*Instructions to follow*
Give every line of the entries below as a numbered list, leaving out blank lines.

*Material for this exercise*
<<<<

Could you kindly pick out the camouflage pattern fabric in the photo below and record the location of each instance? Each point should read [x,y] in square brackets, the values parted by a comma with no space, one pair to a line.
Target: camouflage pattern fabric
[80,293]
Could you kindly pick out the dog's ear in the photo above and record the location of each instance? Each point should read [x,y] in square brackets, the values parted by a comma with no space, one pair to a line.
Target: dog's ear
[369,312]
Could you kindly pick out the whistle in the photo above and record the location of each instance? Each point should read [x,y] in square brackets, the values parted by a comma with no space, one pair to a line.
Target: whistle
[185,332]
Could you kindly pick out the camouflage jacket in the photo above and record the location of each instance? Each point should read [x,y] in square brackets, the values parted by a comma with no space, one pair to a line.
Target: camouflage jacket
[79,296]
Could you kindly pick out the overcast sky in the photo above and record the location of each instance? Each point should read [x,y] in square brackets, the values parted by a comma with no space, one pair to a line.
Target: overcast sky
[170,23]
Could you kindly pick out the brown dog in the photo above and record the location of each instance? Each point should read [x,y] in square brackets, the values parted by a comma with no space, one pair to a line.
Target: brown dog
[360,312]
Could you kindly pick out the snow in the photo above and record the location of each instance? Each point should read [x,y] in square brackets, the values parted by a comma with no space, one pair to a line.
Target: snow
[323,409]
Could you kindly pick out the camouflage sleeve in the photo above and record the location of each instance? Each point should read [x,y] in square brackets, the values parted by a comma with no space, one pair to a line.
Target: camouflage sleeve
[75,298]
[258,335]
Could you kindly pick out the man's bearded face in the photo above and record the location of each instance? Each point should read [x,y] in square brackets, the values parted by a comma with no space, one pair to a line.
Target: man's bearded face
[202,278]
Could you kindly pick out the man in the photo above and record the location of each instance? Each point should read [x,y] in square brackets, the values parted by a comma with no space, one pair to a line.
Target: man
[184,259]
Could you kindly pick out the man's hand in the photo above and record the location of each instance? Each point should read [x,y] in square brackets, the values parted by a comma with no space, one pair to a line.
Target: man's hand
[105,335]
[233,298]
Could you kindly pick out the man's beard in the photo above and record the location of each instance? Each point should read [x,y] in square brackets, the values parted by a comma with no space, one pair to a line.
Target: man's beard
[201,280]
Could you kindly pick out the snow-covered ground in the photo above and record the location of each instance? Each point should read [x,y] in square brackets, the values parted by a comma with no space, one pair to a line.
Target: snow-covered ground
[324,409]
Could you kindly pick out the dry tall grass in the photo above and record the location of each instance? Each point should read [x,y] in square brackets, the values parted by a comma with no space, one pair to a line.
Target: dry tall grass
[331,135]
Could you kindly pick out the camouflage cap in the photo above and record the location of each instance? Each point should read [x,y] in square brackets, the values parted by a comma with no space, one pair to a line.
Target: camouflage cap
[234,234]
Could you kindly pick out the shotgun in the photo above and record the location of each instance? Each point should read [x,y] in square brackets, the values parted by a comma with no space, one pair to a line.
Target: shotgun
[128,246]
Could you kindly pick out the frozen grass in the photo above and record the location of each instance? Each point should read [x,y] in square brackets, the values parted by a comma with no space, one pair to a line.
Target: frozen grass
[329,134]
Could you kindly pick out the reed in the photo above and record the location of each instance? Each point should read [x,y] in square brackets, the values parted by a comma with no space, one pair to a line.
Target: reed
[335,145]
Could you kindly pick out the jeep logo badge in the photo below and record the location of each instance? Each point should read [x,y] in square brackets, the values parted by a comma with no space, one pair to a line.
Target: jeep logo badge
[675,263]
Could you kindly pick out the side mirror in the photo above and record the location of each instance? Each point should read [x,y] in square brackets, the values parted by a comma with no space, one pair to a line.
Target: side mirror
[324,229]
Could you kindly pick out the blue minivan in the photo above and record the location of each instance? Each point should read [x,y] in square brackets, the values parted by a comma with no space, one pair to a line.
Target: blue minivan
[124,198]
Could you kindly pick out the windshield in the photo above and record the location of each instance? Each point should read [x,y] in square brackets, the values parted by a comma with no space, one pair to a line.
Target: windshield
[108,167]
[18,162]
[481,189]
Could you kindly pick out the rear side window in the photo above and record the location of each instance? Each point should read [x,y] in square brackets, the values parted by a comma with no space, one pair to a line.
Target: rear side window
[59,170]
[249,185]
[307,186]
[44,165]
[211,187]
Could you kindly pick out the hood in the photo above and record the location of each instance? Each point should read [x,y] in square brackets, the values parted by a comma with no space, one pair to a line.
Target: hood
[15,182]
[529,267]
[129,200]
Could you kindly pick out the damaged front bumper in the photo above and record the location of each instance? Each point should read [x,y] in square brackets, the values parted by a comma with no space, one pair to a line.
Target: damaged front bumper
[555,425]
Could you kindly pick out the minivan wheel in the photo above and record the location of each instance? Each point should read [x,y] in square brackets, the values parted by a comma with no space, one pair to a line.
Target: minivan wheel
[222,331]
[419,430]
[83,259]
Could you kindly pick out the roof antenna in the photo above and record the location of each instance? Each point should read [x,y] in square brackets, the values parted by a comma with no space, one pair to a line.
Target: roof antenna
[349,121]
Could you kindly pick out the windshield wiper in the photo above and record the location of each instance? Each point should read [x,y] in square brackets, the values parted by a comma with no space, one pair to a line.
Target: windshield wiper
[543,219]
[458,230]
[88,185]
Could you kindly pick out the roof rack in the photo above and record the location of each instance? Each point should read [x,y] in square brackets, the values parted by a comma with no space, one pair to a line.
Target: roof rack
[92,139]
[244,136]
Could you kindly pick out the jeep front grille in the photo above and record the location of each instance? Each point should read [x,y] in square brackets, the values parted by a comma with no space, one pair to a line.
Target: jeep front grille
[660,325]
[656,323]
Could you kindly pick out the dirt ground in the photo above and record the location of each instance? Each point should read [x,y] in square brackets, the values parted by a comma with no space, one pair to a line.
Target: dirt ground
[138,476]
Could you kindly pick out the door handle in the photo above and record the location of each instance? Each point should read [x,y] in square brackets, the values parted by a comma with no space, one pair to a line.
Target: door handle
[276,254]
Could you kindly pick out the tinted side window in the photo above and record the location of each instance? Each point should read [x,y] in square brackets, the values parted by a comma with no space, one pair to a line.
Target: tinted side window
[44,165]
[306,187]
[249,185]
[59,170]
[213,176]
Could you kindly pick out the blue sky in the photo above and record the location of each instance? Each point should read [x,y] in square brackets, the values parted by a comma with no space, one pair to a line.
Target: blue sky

>>>>

*Full answer*
1. Could you kindly pick out the camouflage pattern fabric in the photo below and record the location of each instance? Each point should read [x,y] in square brackets, the values parted by a comma with no space, one pair to a line.
2. Target: camouflage pattern fabric
3. [80,293]
4. Could you kindly pick out the dog's ear in the photo above and record the location of each instance? Each point should read [x,y] in square brackets, the values parted by a comma with no space, one pair to a line.
5. Target: dog's ear
6. [369,312]
7. Could you kindly pick out the whistle in the photo above and record the location of each instance? Each point should read [x,y] in square brackets, the values parted by a comma with no space, one pair to a line.
8. Target: whistle
9. [185,332]
10. Could you kindly pick out the camouflage jacket in the photo above and record the location of each instance? Each point should read [x,y] in square brackets, the values parted by a comma with no space, one pair to a line.
11. Target: camouflage jacket
12. [79,296]
13. Could you kindly pick out the overcast sky in the photo above and record the location of each instance? Each point should read [x,y] in square brackets, the values parted by a comma with no space, one pair to a line.
14. Target: overcast sky
15. [170,23]
16. Could you kindly pick out the brown dog in the photo above and record the location of each instance? Each point should read [x,y] in square brackets, the values parted by a comma with no space, one pair to a line.
17. Target: brown dog
18. [360,312]
19. Could you kindly pick out the snow in the photo above and record the location of each instance? Each point should read [x,y] in square brackets, the values parted by a comma with no space, one pair to a line.
20. Target: snow
21. [323,409]
22. Could you kindly pick out the camouflage sleeve in the photo above and record the location of each instance? Each point should read [x,y] in square brackets, the values parted by a comma with no space, one pair to a line.
23. Target: camouflage sleeve
24. [75,298]
25. [258,335]
26. Could you kindly pick out the man's bearded face in the photo above and record the location of each instance? Each point should read [x,y] in square brackets, the values parted by a comma with no space, one pair to a line.
27. Target: man's bearded face
28. [202,278]
29. Could you kindly pick out the man in the photo above and record the location of each instance? Each point should read [x,y] in square brackets, the values parted by a comma with no space, one pair to a line.
30. Target: man
31. [184,259]
32. Could you kindly pick out the man's hand in the photo above and record the location of each instance? Each point should read [x,y] in square brackets, the values parted by a comma with no space, one pair to a line.
33. Target: man's hand
34. [105,335]
35. [233,298]
36. Could you kindly pick out the man's beard in the photo above and record the location of each instance? Each point should read [x,y] in square brackets, the values parted by a comma with no space, one pair to a line.
37. Target: man's beard
38. [201,280]
39. Could you kindly pick out the snow-covered ground in the photo above and record the location of each instance? Each point should read [x,y] in square brackets, the values parted by a comma with no space, one pair to a line.
40. Target: snow-covered ground
41. [324,409]
42. Could you kindly pick out the dry tall grass in the photo above and record the location of each instance? Each point should read [x,y] in square brackets, the values parted by a comma with no space, one pair to a line.
43. Target: dry tall grass
44. [331,135]
45. Could you kindly pick out the camouflage cap in the photo above and record the location of each instance? Each point should read [x,y] in square brackets, the values parted by a comma with no space, one pair to a line.
46. Target: camouflage cap
47. [234,234]
48. Could you kindly pick out the shotgun in the photo above and record the location of each instance? Each point should read [x,y] in square brackets, the values parted by a comma with no space, one pair to a line.
49. Target: shotgun
50. [128,246]
51. Could you kindly pick out the frozen grass in the photo above and record the location of each instance? Each point should read [x,y] in square brackets, the values parted by a comma with no space, one pair to a line.
52. Target: frozen grass
53. [329,134]
54. Could you kindly pick out the reed in the photo above and record the location of each instance? Each point should read [x,y] in square brackets, the values parted by a comma with no space, one pair to a line.
55. Target: reed
56. [335,145]
57. Could you kindly pick out the jeep logo badge in the photo below and record the location of each instance? Each point should read [x,y] in square brackets, the values parted by a comma with no space, one pair to a line.
58. Target: jeep logo badge
59. [675,263]
60. Could you kindly pick out the side mirror in the photo above and record the location of each instance? Each point should read [x,y] in square brackets, the values parted by a comma with no space, one pair to a line.
61. Target: side mirror
62. [324,229]
63. Could you kindly pick out the blue minivan in the photo above and record the location of each instance? Each point should read [x,y] in square brackets, the values parted by a comma with no space, one pair to a line.
64. Target: blue minivan
65. [124,198]
66. Could you kindly pick out the windshield in the photo above and record the location of each instance? Each point should read [x,y] in square brackets, the values parted by a comma with no space, one pair to a line.
67. Target: windshield
68. [108,167]
69. [18,162]
70. [481,189]
71. Could you kindly pick out the rear side window in the photo above and record the location of each instance? Each point should read [x,y] in square brackets, the values parted by a comma with no space, one pair to a line.
72. Target: rear side window
73. [59,170]
74. [249,185]
75. [307,186]
76. [44,165]
77. [211,187]
78. Could you kindly pick out the hood in the photo above and record the location of each instance? Each point should read [x,y] in square brackets, the values parted by a comma with no space, one pair to a line.
79. Target: hood
80. [15,182]
81. [529,267]
82. [129,200]
83. Could you kindly pick out the damaged front bumper in the photo above and record the location of each instance? Each point should read [x,y] in square brackets, the values parted by a comma with no space, one pair to a line.
84. Target: damaged front bumper
85. [555,425]
86. Could you kindly pick out the minivan wheel in the photo above and record the location of each instance? Each point should read [x,y] in square brackets, the values parted by a comma with no space, one pair to a line.
87. Target: minivan wheel
88. [222,331]
89. [419,430]
90. [83,259]
91. Could you kindly pick out the roof antenna in the photo above and record the location of each instance? Each point should read [x,y] in square brackets, the values parted by a comma with no space, one pair to a line.
92. Target: roof antenna
93. [349,121]
94. Could you kindly pick out the windshield wiper in the photo above and record the location of each instance? Each point should read [x,y] in square brackets, the values parted by a comma with no space, one pair to a line.
95. Target: windshield wiper
96. [543,219]
97. [458,230]
98. [88,185]
99. Could you kindly pick out the roof rack in the photo above and record the location of each instance? Each point should read [x,y] in square brackets, the values parted by a comma with no space, one pair to a line.
100. Target: roof rack
101. [92,139]
102. [244,136]
103. Could you kindly pick out the jeep front grille in the photo above and record the location of each instance? Each point should read [x,y] in square brackets, the values parted by a comma with no space, one pair to a line.
104. Target: jeep front grille
105. [660,325]
106. [656,323]
107. Could you kindly pick out the dirt ground in the photo above and record the location of each instance? Each point should read [x,y] in square brackets, the values parted by a comma with no space, one pair to a line.
108. Target: dirt ground
109. [138,476]
110. Could you kindly pick out the door handle in the photo above and record the location of each instance? Each point should read [x,y] in square brackets, the values parted by a comma with no space, one pair to a line.
111. Target: door handle
112. [276,254]
113. Could you kindly pick out the tinted side window in the photo above and record the location of each instance? Each point should read [x,y] in square brackets, the values parted by a comma with no space, one pair to a line.
114. Target: tinted side window
115. [44,165]
116. [306,187]
117. [249,185]
118. [59,170]
119. [213,176]
120. Could you kindly pick out the blue sky in the photo above and record the location of each instance? Each point should read [x,y] in square brackets, the values parted by a comma with no space, one pair to a line.
121. Target: blue sky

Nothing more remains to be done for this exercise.